Annotation dataset entries
====

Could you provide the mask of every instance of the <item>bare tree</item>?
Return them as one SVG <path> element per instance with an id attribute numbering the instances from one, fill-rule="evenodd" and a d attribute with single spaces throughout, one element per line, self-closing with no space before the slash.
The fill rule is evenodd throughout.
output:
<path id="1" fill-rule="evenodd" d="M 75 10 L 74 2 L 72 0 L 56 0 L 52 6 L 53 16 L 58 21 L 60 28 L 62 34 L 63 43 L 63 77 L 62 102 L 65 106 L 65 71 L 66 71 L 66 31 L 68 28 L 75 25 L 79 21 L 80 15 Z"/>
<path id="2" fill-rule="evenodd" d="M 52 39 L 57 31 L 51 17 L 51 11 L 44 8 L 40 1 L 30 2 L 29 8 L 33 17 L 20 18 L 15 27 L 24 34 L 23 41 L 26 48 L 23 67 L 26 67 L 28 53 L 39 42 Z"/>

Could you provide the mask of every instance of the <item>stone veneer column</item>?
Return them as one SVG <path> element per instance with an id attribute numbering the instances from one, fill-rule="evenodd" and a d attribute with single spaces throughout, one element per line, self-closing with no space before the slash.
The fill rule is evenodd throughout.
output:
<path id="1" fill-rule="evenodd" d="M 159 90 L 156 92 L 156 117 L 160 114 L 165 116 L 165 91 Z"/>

====

> Task details: Reproduce all of the data above word for word, with no changes.

> The output:
Could you provide the mask of every instance of the <item>bare tree</item>?
Return them as one SVG <path> element per instance with an id attribute numbering the instances from one, fill-rule="evenodd" and a d attribute with single spaces throughout, one element per line, self-closing with no space before the slash.
The fill rule is evenodd throughout.
output:
<path id="1" fill-rule="evenodd" d="M 75 10 L 74 2 L 72 0 L 56 0 L 52 6 L 53 16 L 58 21 L 60 28 L 62 34 L 63 43 L 63 77 L 62 102 L 65 106 L 65 71 L 66 71 L 66 31 L 68 28 L 75 25 L 79 21 L 80 15 Z"/>
<path id="2" fill-rule="evenodd" d="M 52 39 L 57 31 L 51 17 L 51 11 L 44 8 L 40 1 L 30 2 L 29 8 L 33 17 L 20 18 L 15 27 L 24 34 L 23 41 L 26 48 L 23 67 L 26 67 L 28 53 L 39 42 Z"/>

Could you provide the mask of every instance of the <item>stone veneer column</item>?
Return them as one SVG <path> element per instance with an id attribute numbering the instances from one, fill-rule="evenodd" and a d attribute with single spaces throughout, one element per line, self-closing with no space before the slash.
The fill rule is evenodd throughout.
output:
<path id="1" fill-rule="evenodd" d="M 159 90 L 156 92 L 156 117 L 160 114 L 165 116 L 165 91 Z"/>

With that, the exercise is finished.